* Start *

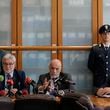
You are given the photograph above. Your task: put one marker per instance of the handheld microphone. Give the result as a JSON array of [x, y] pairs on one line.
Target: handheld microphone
[[1, 78]]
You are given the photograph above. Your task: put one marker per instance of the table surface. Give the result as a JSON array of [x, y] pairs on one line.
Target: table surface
[[102, 102]]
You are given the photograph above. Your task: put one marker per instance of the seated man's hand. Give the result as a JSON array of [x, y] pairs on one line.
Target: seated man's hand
[[103, 91], [14, 90]]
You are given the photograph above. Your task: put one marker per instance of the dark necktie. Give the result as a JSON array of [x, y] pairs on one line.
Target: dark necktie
[[8, 76], [106, 48]]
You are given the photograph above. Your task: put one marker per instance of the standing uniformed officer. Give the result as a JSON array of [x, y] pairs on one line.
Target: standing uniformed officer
[[99, 61]]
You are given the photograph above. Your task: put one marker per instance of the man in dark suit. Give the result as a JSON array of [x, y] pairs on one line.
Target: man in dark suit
[[99, 61], [12, 80], [55, 81]]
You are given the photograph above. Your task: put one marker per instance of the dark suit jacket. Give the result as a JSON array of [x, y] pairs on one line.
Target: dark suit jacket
[[63, 83], [18, 78], [99, 64]]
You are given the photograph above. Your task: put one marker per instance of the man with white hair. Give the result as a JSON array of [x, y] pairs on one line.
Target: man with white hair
[[55, 81], [13, 80]]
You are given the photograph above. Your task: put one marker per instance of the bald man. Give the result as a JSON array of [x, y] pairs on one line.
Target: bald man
[[54, 81]]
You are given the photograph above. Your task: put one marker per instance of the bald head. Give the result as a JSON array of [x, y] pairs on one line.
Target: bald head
[[55, 67]]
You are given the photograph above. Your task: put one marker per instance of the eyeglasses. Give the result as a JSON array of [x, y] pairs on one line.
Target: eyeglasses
[[6, 64]]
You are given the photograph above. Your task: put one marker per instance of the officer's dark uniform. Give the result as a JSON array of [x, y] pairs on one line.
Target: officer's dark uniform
[[99, 61]]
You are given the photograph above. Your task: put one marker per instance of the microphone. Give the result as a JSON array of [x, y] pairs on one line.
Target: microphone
[[9, 86], [1, 78], [69, 82], [29, 81], [3, 93]]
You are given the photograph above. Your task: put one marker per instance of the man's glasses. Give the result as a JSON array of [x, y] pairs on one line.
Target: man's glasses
[[10, 64]]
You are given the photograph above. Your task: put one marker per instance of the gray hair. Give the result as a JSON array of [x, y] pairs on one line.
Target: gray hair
[[9, 56]]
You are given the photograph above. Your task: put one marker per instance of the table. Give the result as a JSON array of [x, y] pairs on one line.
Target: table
[[98, 101]]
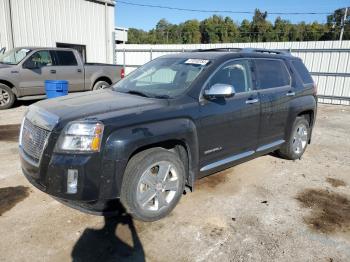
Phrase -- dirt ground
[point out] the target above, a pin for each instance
(268, 209)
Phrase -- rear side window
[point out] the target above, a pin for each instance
(65, 58)
(302, 71)
(271, 73)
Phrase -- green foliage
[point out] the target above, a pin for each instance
(219, 29)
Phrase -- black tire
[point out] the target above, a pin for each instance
(289, 149)
(136, 170)
(7, 97)
(101, 85)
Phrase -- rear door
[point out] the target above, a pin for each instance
(68, 67)
(229, 127)
(275, 92)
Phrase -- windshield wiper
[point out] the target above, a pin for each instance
(135, 92)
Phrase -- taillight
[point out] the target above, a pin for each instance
(122, 73)
(315, 89)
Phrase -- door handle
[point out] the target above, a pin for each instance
(252, 101)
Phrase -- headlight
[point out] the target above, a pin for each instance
(81, 136)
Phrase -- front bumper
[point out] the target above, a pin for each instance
(96, 184)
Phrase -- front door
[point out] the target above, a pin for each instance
(229, 127)
(275, 92)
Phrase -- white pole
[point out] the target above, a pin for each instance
(343, 24)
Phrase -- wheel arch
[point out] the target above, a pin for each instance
(10, 85)
(176, 135)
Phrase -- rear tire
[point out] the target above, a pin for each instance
(297, 143)
(7, 97)
(153, 184)
(101, 85)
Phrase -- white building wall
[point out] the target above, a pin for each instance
(46, 22)
(328, 63)
(4, 37)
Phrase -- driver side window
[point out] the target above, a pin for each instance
(40, 59)
(236, 74)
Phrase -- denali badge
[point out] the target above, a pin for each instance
(212, 150)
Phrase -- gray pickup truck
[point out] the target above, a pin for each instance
(24, 70)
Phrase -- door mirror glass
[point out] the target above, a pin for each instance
(220, 90)
(30, 64)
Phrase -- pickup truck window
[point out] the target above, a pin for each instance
(162, 77)
(65, 58)
(39, 59)
(236, 74)
(271, 73)
(14, 56)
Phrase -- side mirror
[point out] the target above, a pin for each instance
(29, 64)
(220, 90)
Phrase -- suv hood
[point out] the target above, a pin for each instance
(48, 113)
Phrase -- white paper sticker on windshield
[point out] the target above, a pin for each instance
(197, 61)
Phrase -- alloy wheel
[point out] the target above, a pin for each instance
(157, 186)
(4, 97)
(300, 137)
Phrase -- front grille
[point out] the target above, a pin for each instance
(33, 139)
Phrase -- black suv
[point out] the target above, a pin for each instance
(174, 120)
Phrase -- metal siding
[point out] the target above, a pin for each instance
(46, 22)
(4, 41)
(323, 61)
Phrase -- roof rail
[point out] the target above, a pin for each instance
(246, 50)
(220, 49)
(269, 51)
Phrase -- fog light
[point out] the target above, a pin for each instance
(72, 181)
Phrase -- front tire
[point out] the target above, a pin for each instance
(296, 145)
(7, 97)
(153, 184)
(101, 85)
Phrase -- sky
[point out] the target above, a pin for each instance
(146, 18)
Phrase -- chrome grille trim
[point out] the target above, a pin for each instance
(33, 140)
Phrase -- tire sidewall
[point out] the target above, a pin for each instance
(134, 173)
(12, 97)
(297, 122)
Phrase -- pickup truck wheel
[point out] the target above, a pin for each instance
(153, 184)
(7, 98)
(295, 147)
(101, 85)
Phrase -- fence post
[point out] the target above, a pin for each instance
(124, 58)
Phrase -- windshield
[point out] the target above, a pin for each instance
(162, 77)
(14, 56)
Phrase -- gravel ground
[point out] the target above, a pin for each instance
(268, 209)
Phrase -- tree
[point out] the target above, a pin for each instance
(190, 32)
(261, 29)
(219, 29)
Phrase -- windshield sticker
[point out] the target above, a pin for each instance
(197, 61)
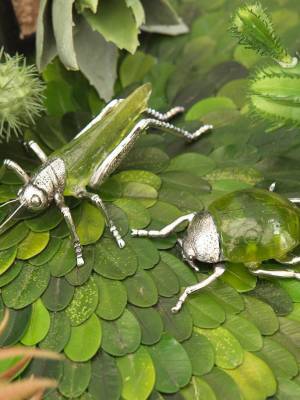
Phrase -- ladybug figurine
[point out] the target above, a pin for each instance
(247, 226)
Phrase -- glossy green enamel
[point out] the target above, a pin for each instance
(83, 155)
(256, 225)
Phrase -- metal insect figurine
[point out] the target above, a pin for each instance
(89, 159)
(247, 226)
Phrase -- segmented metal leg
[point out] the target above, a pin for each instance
(95, 199)
(166, 230)
(11, 165)
(174, 130)
(59, 199)
(168, 115)
(36, 149)
(219, 269)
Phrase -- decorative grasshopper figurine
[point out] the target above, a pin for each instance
(89, 159)
(247, 226)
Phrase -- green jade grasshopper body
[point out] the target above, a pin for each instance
(89, 159)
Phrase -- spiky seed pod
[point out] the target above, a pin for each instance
(275, 96)
(255, 29)
(20, 94)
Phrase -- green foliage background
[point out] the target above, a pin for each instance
(237, 339)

* End *

# DO THIS:
Put every line of the rows above into a numbered list, skipping any blank lines and leaving the pictures out.

# COMPLETE OUTPUT:
1. You are given the photograph above. Your task: put one marker per instance of the handheld microphone. Give the result as a JSON array of [x, y] pairs on one line.
2. Target: handheld microphone
3. [[1, 78]]
4. You are given the photograph above. Your task: put one marker per instance of the table surface. Give the result as a JSON array of [x, y] pairs on one line.
5. Target: table surface
6. [[102, 102]]
7. You are given the photograph above. Your task: put one marker per instance of the seated man's hand. Give the result as a JSON array of [x, y] pairs on one line.
8. Target: seated man's hand
9. [[103, 91], [14, 90]]
10. You are given the photograph above. Your task: put one marker per instance of the dark necktie. Give the result as a JSON array of [x, y] pairs on one line.
11. Target: dark necktie
12. [[8, 76], [106, 48]]
13. You are given the photograph above. Your task: put one marker per instance of the standing uniformed officer. Give the result as a JSON array of [x, y] pairs on one line.
14. Target: standing uniformed officer
15. [[99, 61]]
16. You are given the photograph above. Your task: put one marker per instance of the man in dark suit. Give the result as a JSON array of [x, y] pairs on one line.
17. Target: man in dark suit
18. [[99, 61], [12, 80], [55, 81]]
19. You are given the photograph above. Your task: put one marker per instance of the dark suit jacket. Give the result as a JSON array of [x, y] pairs on one line.
20. Target: dark suit jacket
21. [[63, 83], [18, 78], [99, 64]]
22. You are given the photograph above. Your task: put one marker per instance of the man with white hair. Give the result as a JSON array of [x, y] pairs on one line.
23. Target: man with white hair
24. [[55, 81], [13, 80]]
25. You are given the photograph above. Your task: put one marker per instance of the bald man. Give the result as a JSON array of [x, y] pairs on one line.
26. Target: bald man
27. [[54, 81]]
28. You are given the photograph above. Your task: put one marker per instance of the bald head. Give the result as a JSON array of [x, y] pairs on one line.
29. Target: bald head
30. [[55, 67]]
31. You are given the photograph above. Your task: put one marker per instance of the eyeglasses. Give the result as a JSON array of [x, y] pairs on one line.
32. Target: eyeglasses
33. [[6, 64]]
34. You are given the photograph above. Your task: put one marker per instance of the officer's dark uniform. Give the result as a JSON array of [x, y] pairs on one line.
35. Target: officer's dark uniform
36. [[99, 61]]
37. You are given the photograph above. Your task: put one marker per instance of the microphone. Give the result as a JSON array of [x, y] pairs on one line.
38. Target: microphone
39. [[9, 86], [1, 78], [69, 82], [29, 81], [3, 93]]
40. You are given the photograph above. Your task: put one marker per instance of the man's glasses. Give the result as a JSON array of [x, y] pairs on one line.
41. Target: man's glasses
42. [[10, 64]]
43. You are given the photograph above. Your task: put one marker per instance of the gray hair. Give the result as a JSON array of [x, y] pairs on one line.
44. Target: gray hair
45. [[9, 56]]
46. You are given the photograph above. Your task: put one marker per instance of the table. Give the result as a JSON array of [x, y] pairs on one line.
47. Target: table
48. [[98, 101]]
49. Phrase -- dirt ground
50. [point out] the target above, a pin for each instance
51. (268, 209)
52. Phrase -- rear side window
53. [point out] the target above, a pin for each instance
54. (65, 58)
55. (302, 71)
56. (271, 73)
57. Phrase -- green foliage
58. [point out] the target above, a pin for each instance
59. (219, 29)
60. Phrase -- black tire
61. [point out] the target above, a pin for each instance
62. (289, 149)
63. (136, 170)
64. (7, 97)
65. (101, 85)
66. Phrase -- rear door
67. [point out] the target above, a pin for each instance
68. (68, 67)
69. (229, 127)
70. (275, 92)
71. Phrase -- windshield wiper
72. [point out] the target above, a pin for each instance
73. (135, 92)
74. Phrase -- taillight
75. [point out] the target above, a pin for each instance
76. (122, 73)
77. (315, 89)
78. Phrase -- door handle
79. [point out] the target above, a pin for each instance
80. (252, 101)
81. Phrase -- headlight
82. [point out] the target above, a pin for each instance
83. (81, 136)
84. Phrase -- front bumper
85. [point out] the target above, a pin for each instance
86. (96, 184)
87. Phrase -- front door
88. [point out] the target above, a pin for each instance
89. (229, 127)
90. (275, 92)
91. Phrase -- white pole
92. [point out] the target above, a pin for each instance
93. (343, 24)
94. Phrase -- wheel arch
95. [point out] the target above, a pin for each instance
96. (10, 85)
97. (176, 135)
98. Phrase -- rear tire
99. [point out] the target above, a pin for each instance
100. (297, 143)
101. (7, 97)
102. (153, 184)
103. (101, 85)
104. Phrase -- white building wall
105. [point out] the target above, a pin for each instance
106. (46, 22)
107. (328, 63)
108. (4, 37)
109. Phrase -- driver side window
110. [point out] the target above, a pin for each instance
111. (40, 59)
112. (236, 74)
113. Phrase -- denali badge
114. [point out] the target above, a pin for each instance
115. (212, 150)
116. Phrase -- gray pickup truck
117. [point out] the target above, a pin for each instance
118. (24, 70)
119. Phrase -- door mirror glass
120. [point out] the target above, a pin for each instance
121. (220, 90)
122. (30, 64)
123. Phrase -- pickup truck window
124. [point out] the target above, a pin for each instance
125. (162, 77)
126. (65, 58)
127. (39, 59)
128. (236, 74)
129. (271, 73)
130. (14, 56)
131. Phrase -- side mirror
132. [point out] the target above, a pin for each instance
133. (29, 64)
134. (220, 90)
135. Phrase -- suv hood
136. [point out] the target above, a pin for each instance
137. (48, 113)
138. Phrase -- white paper sticker on windshield
139. [point out] the target above, a pin for each instance
140. (197, 61)
141. Phrase -- alloy wheel
142. [point out] the target above, a pin for each instance
143. (157, 186)
144. (4, 97)
145. (300, 137)
146. Phrase -- front grille
147. [point out] the target above, a pin for each instance
148. (33, 139)
149. Phrase -- black suv
150. [point out] the target above, a pin for each instance
151. (174, 120)
152. Phrase -- metal siding
153. [point out] the target above, a pin for each instance
154. (46, 22)
155. (4, 41)
156. (323, 61)
157. Phrase -- roof rail
158. [point out] the target above, a pin for each instance
159. (246, 50)
160. (220, 49)
161. (269, 51)
162. Phrase -- fog light
163. [point out] the target above, a pin for each instance
164. (72, 181)
165. Phrase -- front tire
166. [point out] the target above, a pin for each instance
167. (296, 145)
168. (7, 97)
169. (153, 184)
170. (101, 85)
171. Phrase -- sky
172. [point out] the target above, a pin for each instance
173. (146, 18)
174. Phrase -- chrome grille trim
175. [point out] the target above, a pin for each instance
176. (33, 140)
177. Phrase -- tire sidewall
178. [point out] the target above, a pin for each instance
179. (134, 173)
180. (12, 97)
181. (297, 122)
182. Phrase -- pickup truck wheel
183. [point out] the target above, a pin for each instance
184. (153, 184)
185. (7, 98)
186. (295, 147)
187. (101, 85)
188. Phrase -- fence post
189. [point out] the target above, a pin for each instance
190. (124, 58)
191. Phrase -- windshield
192. [point out] the target above, a pin for each instance
193. (162, 77)
194. (14, 56)
195. Phrase -- gravel ground
196. [point out] the target above, a pin for each instance
197. (268, 209)
198. Phrase -- tree
199. [point out] the target above, a pin for each instance
200. (190, 32)
201. (261, 29)
202. (219, 29)
203. Phrase -- windshield sticker
204. [point out] the target above, a pin for each instance
205. (197, 61)
206. Phrase -- ladybug figurine
207. [point out] the target above, a pin for each instance
208. (247, 226)
209. Phrase -- glossy green enamel
210. [point out] the target above, a pin for each instance
211. (83, 155)
212. (256, 225)
213. Phrase -- metal insect figurine
214. [point out] the target above, a pin for each instance
215. (89, 159)
216. (247, 226)
217. Phrase -- segmented metal leg
218. [point out] the target above, a pin for each instance
219. (95, 199)
220. (166, 230)
221. (11, 165)
222. (174, 130)
223. (59, 199)
224. (168, 115)
225. (36, 149)
226. (219, 269)
227. Phrase -- decorative grasshopper figurine
228. [point out] the target above, a pin for each instance
229. (89, 159)
230. (247, 226)
231. Phrase -- green jade grasshopper body
232. [point out] the target above, a pin for each instance
233. (89, 159)
234. Phrase -- spiky seed pod
235. [point out] the target above, a pin for each instance
236. (275, 96)
237. (255, 29)
238. (20, 94)
239. Phrase -- green foliage background
240. [point out] the target above, a pin for each instance
241. (237, 339)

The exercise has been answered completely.